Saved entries
* start *
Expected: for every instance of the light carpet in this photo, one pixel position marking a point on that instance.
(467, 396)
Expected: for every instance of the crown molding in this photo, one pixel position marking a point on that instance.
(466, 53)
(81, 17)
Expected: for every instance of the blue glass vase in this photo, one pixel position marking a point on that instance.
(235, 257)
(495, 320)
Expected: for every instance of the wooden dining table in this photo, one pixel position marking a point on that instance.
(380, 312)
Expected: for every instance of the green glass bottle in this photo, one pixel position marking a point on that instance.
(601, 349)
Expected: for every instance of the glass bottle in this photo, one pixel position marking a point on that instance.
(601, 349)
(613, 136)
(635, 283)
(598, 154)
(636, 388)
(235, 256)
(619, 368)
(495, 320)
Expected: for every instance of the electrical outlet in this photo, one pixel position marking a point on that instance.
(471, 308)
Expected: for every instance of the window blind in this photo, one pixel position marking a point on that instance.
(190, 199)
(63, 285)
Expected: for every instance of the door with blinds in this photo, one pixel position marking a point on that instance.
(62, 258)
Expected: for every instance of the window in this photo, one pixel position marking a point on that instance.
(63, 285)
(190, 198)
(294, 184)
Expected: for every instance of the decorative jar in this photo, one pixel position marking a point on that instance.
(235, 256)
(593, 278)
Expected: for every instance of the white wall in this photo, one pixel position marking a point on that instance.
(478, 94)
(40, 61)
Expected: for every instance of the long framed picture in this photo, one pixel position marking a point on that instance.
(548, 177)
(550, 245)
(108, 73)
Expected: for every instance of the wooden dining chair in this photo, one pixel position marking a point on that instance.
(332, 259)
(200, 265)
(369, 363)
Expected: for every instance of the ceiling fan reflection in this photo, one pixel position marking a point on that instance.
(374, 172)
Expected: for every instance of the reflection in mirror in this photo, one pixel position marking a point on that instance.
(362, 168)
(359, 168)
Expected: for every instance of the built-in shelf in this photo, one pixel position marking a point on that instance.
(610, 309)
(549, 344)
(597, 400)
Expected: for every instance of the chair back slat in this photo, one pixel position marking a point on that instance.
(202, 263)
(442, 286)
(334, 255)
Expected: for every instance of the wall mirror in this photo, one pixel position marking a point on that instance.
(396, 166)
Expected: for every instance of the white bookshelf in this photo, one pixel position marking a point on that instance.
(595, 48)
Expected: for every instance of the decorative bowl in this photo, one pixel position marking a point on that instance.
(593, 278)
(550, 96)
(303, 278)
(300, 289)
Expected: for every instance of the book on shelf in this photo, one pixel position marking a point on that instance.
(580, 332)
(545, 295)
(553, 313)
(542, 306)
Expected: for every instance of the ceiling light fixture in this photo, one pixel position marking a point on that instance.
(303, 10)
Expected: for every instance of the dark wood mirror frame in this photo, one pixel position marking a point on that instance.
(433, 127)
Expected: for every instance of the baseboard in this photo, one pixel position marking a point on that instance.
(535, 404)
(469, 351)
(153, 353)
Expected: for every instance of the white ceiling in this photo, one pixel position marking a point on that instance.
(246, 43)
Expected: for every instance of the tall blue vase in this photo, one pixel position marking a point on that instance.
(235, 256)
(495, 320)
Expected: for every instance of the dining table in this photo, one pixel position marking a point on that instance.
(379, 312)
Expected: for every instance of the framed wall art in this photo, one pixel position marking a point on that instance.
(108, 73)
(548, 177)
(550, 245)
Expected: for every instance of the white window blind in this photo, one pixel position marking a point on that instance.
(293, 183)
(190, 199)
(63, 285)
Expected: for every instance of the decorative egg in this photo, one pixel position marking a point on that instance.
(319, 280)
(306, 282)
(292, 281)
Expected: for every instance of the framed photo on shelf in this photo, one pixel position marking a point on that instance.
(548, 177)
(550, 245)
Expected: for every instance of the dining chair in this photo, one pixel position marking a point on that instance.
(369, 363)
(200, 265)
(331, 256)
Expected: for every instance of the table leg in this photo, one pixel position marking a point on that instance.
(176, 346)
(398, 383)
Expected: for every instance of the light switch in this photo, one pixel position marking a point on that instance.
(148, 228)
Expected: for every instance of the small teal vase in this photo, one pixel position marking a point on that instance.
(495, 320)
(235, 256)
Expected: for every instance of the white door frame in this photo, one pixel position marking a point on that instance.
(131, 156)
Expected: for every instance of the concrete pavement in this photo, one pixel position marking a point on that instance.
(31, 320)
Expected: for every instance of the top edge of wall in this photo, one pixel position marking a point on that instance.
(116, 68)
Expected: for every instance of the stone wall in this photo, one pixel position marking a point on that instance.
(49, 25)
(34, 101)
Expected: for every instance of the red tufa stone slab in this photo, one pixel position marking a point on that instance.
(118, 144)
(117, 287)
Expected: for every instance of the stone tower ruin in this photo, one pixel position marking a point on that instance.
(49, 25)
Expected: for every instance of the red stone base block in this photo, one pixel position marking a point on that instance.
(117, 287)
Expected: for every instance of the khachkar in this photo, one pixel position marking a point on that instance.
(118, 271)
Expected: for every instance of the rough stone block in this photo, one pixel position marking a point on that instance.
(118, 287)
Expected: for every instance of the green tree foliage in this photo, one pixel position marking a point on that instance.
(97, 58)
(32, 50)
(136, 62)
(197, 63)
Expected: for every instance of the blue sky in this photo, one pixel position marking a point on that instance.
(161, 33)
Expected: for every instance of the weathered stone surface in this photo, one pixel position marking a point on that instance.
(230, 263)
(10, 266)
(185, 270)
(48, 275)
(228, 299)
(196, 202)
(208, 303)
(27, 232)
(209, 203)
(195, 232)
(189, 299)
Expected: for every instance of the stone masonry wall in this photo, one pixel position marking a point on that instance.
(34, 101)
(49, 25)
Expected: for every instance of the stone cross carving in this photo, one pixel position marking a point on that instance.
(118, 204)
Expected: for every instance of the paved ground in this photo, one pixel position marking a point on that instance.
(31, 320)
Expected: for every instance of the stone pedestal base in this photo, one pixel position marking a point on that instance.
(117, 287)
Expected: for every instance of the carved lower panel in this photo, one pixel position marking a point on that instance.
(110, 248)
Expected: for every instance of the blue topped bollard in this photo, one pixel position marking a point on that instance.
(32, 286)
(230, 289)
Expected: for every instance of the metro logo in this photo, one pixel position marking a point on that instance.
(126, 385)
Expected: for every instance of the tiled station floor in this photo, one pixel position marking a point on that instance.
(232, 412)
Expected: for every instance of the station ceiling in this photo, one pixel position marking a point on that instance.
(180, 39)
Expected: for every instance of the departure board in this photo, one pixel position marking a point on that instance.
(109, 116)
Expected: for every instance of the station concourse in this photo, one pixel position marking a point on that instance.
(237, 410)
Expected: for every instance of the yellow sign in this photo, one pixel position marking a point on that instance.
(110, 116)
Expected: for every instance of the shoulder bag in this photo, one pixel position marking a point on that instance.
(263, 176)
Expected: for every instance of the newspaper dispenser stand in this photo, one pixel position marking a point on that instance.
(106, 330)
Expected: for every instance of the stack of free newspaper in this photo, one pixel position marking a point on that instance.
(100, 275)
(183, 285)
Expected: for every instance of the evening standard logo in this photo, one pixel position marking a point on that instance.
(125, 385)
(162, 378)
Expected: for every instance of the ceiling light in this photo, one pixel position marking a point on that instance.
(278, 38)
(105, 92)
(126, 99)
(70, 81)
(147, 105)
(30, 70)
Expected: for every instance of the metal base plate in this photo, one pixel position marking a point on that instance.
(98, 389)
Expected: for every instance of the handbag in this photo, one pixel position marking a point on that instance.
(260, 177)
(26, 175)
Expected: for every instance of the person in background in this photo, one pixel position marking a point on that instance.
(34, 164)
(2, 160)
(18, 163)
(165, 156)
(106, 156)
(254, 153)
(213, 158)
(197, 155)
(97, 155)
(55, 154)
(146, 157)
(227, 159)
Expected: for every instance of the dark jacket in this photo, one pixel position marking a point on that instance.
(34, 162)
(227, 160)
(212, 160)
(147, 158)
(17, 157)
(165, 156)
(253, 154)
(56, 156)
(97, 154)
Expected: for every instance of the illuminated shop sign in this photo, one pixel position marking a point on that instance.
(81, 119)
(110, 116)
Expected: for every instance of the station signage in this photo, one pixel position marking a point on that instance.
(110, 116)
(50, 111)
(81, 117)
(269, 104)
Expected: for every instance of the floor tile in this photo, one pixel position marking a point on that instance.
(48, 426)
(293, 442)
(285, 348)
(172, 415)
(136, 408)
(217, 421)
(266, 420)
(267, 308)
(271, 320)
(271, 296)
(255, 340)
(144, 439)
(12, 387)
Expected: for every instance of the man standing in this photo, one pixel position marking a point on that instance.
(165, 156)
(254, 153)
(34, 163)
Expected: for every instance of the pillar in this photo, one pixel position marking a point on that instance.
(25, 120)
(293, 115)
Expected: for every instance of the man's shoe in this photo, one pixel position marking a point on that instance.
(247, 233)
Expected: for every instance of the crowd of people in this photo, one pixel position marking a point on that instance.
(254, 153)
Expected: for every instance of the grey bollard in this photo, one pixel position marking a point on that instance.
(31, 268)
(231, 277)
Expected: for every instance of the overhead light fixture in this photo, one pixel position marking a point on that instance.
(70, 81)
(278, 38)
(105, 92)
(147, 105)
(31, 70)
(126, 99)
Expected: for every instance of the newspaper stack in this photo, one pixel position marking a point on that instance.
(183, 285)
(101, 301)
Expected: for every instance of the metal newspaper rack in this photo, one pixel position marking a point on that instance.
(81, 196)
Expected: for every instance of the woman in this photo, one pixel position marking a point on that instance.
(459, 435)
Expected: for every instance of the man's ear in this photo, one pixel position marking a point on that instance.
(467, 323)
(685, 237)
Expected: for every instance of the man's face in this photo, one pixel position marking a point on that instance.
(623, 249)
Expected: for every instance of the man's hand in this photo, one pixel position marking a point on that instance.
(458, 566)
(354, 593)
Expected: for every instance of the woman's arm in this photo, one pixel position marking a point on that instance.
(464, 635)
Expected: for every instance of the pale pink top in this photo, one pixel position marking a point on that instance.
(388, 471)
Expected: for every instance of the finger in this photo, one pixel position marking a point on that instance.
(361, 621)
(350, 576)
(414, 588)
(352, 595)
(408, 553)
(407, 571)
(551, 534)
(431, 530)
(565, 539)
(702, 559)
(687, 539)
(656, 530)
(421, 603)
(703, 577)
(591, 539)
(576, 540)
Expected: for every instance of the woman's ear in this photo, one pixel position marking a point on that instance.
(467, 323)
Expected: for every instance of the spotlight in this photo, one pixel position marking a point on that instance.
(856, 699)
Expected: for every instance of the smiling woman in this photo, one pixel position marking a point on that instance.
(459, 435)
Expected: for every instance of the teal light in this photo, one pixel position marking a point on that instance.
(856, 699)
* end *
Repeat, word for word, every line from the line that contains "Expected: for every instance of the woman's arm" to the end of the entries; include both of those lines and no others.

Expected: for every instance of the woman's arm in this photo, one pixel position marking a point on that instance.
(464, 635)
Expected: for every instance of the pale pink top in this photo, one pixel position marking a point on that instance.
(388, 471)
Expected: for every instance of the finger in this photo, one pixel position marking a point on that instance.
(361, 621)
(350, 576)
(414, 588)
(352, 595)
(408, 553)
(407, 571)
(551, 534)
(431, 530)
(565, 539)
(702, 559)
(687, 539)
(656, 530)
(421, 603)
(703, 577)
(591, 539)
(576, 540)
Expected: for every instance of the woman's ear in this photo, one pixel position marking a point on that instance.
(467, 323)
Expected: for every instance of the spotlight in this photo, one pixel position marking a point on that instance.
(856, 699)
Expected: for every instance of the smiling woman in this photo, one pixel position marking a point on that instance.
(459, 435)
Expected: for every instance of the teal light in this photo, one pixel position marking a point on that instance.
(856, 699)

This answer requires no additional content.